ORLANDO — Mad Cow Theatre’s production of “The Who’s Tommy” has a boisterous opening that sets the scene for a world seemingly gone mad. It’s London during the second World War, and bombs reign down on Londoners, Hitler invades other nations and then we focus on one British soldier, Captain Walker, who not only has to leave behind his beautiful, and pregnant wife, but also is taken prisoner by the Nazis.
Any child born into this madness and devastation, it would seem, is likely to find it exceedingly difficult to survive emotionally. Mrs. Walker, told by British officials that her husband is lost, tries her best to love and shelter her son, the boy she names Tommy. She even finds a new man to provide the boy with the father figure now that Captain Walker is presumed dead.
Set to Pete Townsend’s invigorating song “Overture” from his 1969 rock-opera album, “Tommy,” the opening moments that mix song, dance, acting and video clips projected above the screen are brilliantly assembled. It has the speed of the kind of video games that seem to fascinate and entrance anyone under the age of, say, eight, which made me wonder why nearly the entire audience at Mad Cow Theatre on this particular evening was well over 50 years old – the kind of folks who could remember buying “Tommy” on vinyl when it first hit record stores, in the days when terms like CD and digital download were decades away from becoming commonplace.
But those opening moments are just a tease for some of the spellbinding moments to come. Captain Walker, having escaped from the Nazis, returns home to his wife and child – but is outraged to find the male lover now living at his home. A fight ensures, and Captain Walker shoots and kills the man – right in front of young Tommy. Both parents hurl themselves on the traumatized boy and scream harshly that he can never, ever tell anyone what he’s just witnessed. It works – only too well. The trauma of seeing the murder overwhelms Tommy, who suddenly becomes deaf, dumb and blind. He exists inside an inner world known only to him. He’s guided in this imaginary world by his own double, who promises to take him on an “Amazing Journey … to learn all you should know.”
Mad Cow’s production, which stars the immensely talented Wesley Slade as Tommy, does indeed take us on quite a spectacular journey. Being deaf and blind doesn’t shield Tommy from an especially grim and nasty world; he gets molested by his Uncle Ernie (in a scene performed largely behind closed doors, and using stills of child’s drawings – a scene likely to make your skin crawl) and abused by his Cousin Kevin and other young thugs who enjoy inflicting pain on someone weaker than them. Tommy finds refuge in a strange place: he becomes a master pinball player, earning the respect of those who felt he was little more than a freak. But his parents are determined to find a way to heal the boy, unsuccessfully – until Tommy’s mother notices his fascination with staring at his own image in a mirror …..

::::

• _Given exercise 1_
Check each statement below against the theater review above, answering yes or no and quoting the words from the review that settle it. (a) Wesley Slade plays Tommy in the production. (b) Mrs. Walker hears from British officials that her husband is lost. (c) Most of the audience that evening was made up of young children.
• _Given exercise 2_
Carry on the theater review above, picking up after its final sentence.

Saved entries
::::

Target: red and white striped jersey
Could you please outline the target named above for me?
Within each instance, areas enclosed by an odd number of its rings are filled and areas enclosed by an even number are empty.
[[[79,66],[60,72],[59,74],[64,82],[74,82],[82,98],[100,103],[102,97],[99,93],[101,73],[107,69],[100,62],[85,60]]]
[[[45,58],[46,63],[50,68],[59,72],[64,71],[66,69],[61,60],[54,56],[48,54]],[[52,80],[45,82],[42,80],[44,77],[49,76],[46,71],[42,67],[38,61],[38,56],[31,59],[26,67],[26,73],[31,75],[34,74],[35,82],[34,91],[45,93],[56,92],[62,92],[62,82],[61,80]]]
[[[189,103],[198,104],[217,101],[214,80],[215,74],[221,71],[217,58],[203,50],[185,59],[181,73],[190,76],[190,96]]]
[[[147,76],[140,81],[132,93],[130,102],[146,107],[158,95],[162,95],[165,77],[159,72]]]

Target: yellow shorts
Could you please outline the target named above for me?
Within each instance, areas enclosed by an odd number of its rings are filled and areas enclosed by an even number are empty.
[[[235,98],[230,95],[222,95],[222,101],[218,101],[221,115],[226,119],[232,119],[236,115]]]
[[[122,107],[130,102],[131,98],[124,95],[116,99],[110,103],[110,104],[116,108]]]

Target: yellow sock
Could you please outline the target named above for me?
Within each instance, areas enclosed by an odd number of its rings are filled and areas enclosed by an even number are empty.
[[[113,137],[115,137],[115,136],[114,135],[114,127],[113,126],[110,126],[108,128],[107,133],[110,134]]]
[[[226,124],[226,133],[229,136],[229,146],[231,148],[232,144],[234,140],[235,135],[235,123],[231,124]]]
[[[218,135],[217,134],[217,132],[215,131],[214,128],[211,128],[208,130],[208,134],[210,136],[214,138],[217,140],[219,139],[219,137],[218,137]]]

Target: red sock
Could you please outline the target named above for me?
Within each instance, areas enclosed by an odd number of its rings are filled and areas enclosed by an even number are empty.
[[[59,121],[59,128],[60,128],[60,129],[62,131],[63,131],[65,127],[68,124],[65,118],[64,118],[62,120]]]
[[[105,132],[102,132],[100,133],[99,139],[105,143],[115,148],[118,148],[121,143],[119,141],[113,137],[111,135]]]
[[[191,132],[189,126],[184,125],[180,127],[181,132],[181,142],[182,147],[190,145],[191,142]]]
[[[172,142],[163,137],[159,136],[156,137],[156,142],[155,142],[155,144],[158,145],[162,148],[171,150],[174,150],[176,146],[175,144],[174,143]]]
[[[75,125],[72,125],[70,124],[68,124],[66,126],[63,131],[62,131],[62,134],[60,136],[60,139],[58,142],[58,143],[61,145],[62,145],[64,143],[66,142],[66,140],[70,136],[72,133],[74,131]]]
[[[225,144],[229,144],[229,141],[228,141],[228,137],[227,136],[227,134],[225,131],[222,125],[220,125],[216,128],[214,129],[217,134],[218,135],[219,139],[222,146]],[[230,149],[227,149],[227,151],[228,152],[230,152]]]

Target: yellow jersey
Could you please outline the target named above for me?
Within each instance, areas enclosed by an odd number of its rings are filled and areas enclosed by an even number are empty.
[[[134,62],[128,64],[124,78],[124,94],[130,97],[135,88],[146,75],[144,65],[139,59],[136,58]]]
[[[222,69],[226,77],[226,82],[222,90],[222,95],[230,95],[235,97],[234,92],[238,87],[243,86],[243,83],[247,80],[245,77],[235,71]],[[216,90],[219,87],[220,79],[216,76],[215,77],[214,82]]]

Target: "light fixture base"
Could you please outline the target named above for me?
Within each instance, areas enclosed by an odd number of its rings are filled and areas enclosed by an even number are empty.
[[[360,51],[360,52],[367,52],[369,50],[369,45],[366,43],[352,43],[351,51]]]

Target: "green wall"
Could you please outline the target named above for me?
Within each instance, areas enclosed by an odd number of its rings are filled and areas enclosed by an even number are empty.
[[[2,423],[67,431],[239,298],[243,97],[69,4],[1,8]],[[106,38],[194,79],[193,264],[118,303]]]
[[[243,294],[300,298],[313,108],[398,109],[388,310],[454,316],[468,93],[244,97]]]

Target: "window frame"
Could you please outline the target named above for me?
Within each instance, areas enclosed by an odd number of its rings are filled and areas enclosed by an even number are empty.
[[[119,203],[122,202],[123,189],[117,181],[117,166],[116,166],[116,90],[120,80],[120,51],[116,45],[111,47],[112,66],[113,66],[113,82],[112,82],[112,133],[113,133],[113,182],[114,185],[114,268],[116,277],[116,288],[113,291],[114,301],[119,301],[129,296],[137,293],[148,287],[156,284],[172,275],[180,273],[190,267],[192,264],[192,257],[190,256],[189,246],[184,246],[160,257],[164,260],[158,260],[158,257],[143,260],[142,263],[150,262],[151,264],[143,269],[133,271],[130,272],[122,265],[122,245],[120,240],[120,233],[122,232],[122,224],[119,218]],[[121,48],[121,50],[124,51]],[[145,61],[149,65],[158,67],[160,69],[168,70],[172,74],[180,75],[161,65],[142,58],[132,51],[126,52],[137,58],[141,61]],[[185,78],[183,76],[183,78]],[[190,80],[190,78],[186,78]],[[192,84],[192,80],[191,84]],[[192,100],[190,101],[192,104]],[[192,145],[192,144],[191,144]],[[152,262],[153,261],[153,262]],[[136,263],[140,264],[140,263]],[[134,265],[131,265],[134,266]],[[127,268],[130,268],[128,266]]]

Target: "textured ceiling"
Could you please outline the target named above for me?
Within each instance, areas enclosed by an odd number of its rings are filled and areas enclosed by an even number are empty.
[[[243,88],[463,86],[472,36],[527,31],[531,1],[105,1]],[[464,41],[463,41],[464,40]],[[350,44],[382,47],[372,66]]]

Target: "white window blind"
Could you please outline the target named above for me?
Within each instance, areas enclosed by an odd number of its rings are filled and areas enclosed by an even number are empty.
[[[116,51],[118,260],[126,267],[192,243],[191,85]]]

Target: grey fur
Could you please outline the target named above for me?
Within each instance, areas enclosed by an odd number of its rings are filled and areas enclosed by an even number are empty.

::::

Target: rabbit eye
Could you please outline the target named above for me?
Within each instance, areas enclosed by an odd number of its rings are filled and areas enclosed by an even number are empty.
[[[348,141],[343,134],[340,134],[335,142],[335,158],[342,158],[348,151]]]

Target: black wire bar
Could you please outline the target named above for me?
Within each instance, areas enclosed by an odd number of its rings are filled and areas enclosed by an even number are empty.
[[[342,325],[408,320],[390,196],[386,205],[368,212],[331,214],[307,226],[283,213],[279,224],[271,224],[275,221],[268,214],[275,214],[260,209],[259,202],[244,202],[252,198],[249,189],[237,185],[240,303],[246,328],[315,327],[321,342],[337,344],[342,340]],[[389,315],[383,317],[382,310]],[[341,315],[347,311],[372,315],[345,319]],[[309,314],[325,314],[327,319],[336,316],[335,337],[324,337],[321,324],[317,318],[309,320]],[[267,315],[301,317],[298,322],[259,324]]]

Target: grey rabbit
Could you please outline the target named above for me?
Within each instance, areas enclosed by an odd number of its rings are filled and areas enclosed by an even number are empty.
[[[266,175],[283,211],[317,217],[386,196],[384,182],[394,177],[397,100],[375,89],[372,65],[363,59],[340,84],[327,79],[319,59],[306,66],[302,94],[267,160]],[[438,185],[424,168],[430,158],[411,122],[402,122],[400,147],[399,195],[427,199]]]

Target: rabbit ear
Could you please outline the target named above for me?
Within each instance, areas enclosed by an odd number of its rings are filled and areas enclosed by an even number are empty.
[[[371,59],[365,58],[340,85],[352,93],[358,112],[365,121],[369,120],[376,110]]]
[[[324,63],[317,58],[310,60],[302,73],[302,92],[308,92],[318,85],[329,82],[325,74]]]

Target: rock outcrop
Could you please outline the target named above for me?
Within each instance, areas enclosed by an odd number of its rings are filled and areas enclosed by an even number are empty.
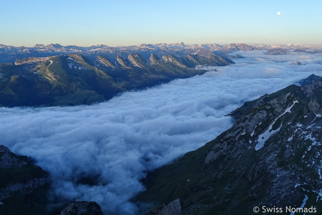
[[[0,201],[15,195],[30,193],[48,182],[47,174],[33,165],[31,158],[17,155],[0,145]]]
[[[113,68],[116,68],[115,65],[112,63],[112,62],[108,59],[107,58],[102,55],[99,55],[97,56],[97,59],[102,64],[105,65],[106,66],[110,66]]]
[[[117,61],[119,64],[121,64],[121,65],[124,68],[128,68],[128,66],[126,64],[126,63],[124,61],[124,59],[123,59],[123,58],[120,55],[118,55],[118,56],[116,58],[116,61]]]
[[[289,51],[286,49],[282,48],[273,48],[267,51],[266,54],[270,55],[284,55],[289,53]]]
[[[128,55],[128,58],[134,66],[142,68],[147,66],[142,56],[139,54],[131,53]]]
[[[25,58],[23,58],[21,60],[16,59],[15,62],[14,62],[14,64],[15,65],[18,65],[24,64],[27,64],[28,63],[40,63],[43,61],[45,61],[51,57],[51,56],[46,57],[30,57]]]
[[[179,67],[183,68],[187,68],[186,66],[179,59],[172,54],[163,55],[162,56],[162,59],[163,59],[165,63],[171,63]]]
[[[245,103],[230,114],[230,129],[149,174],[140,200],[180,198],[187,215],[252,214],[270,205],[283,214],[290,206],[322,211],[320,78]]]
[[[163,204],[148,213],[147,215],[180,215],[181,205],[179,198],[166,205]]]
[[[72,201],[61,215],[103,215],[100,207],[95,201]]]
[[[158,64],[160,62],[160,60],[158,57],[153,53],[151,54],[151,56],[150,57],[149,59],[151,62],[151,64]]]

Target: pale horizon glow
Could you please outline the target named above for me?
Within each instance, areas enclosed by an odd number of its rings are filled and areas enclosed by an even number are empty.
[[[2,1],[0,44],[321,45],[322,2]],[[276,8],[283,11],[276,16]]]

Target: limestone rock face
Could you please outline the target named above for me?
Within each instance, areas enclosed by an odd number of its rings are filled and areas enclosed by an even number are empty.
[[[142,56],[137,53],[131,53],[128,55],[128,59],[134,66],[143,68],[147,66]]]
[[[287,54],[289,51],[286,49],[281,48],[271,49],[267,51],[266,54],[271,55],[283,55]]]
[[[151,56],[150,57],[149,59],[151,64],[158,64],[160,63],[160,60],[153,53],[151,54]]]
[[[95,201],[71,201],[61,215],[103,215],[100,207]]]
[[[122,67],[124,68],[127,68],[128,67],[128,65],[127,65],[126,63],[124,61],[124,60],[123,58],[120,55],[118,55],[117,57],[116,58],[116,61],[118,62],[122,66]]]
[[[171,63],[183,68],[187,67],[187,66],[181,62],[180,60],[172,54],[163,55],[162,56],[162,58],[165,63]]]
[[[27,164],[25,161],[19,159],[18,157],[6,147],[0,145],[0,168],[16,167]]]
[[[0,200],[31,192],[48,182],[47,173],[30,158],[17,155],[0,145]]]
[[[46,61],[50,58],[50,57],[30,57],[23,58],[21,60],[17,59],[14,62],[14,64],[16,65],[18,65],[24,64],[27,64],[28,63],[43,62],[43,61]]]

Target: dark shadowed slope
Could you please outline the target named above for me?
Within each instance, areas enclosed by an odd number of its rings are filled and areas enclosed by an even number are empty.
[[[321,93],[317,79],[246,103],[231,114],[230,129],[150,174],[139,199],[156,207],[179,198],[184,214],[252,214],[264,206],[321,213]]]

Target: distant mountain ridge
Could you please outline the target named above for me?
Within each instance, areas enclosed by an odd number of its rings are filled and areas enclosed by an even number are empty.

::::

• _Written response 1_
(a) Yes: "which stars the immensely talented Wesley Slade as Tommy"
(b) Yes: "told by British officials that her husband is lost"
(c) No: "nearly the entire audience at Mad Cow Theatre on this particular evening was well over 50 years old"

• _Written response 2_
Along the way, the brilliant staging of some of the scenes – the parents lamenting the fact that their son will not have his soul saved because he can’t discover religion (“Christmas”) or the bumbling doctors who can’t figure out what’s wrong with him (“Go To The Mirror”) — remind the audience of why the original “Tommy” LP has reminded a classic. The Who performed it in its entirety at Woodstock in August 1969, and it would find new life as an opera in Seattle in 1971, a movie in 1975 and, of course, a Broadway hit by 1993.
But if there’s one thing that’s truly perplexing about this show, it’s the ending – which goes in a different direction than the original album.
When Peter Townsend wrote the songs in the late 1960s, he had Tommy become a mystic savior to young people after he regains his sight, a kind of rock star guru. He invites them to live at his camp, where he urges them to cover their eyes and ears and become deaf and blind to achieve a heightened sense of enlightenment, but his followers reject him.
In the Broadway version that Townsend developed with Des McAnuff, the final song “We’re Not Gonna Take It,” has been completely rewritten. Tommy’s obsessive followers are eager to cling to his every word, but instead he encourages them not to follow him, but rather to discover themselves, to find their own identities. They reject him, and he retreats into the arms of his family.
A happy ending? Tommy is so warm and sincere as he urges his followers to chart their own path in life that you can easily see him getting a job writing slogans for greeting cards. The ending feels completely out of place as the conclusion to the dark, cynical and often harrowing world that the rest of the play creates, with scenes of Nazi soldiers capturing Captain Walker, the violent killing of his wife’s lover, the physical abuse Tommy endures, his molestation (young Tommy is played by two child actors, Parker Sims-Chin and Jordan Dickens, who are so good that they make those scenes even more difficult to watch; during intermission, a woman leaving the theater said to a friend, “The parents would have to be pretty liberal to let their child act in a production like this.”) That’s why it’s hard to understand why Townsend would opt for such a stale and conventional feel-good ending. It’s almost as if the Townsend in 1969 who rejected society’s authority figures and led young people to worship a social reject, a freak, an outsider as their hapless leader would, by 1993, want us all to feel warm and fuzzy about ourselves.
The puzzling ending aside, there are a host of good reasons to see the production, from the performances (in addition to Slade, Heather Kopp is especially good as Mrs. Walker), the creative stage direction by Donald Rupe, and of course the songs themselves, which (unlike some 1960s music) have aged quite well and often lend themselves brilliantly to a large-scale musical.
If the story itself at times seems muddled and pretentious (something none of us cared about when we were listening to those great songs on our old record players), our three Tommys do an especially good job of reaching out and touching us emotionally, and they do indeed take us on a very amazing journey.
“The Who’s Tommy” is being performed at 7:30 p.m. Thursdays through Saturdays, and 2:30 p.m. Sundays, through Nov. 2. Mad Cow Theatre is at 54 W. Church St. in downtown Orlando. Tickets are $17-$37.75.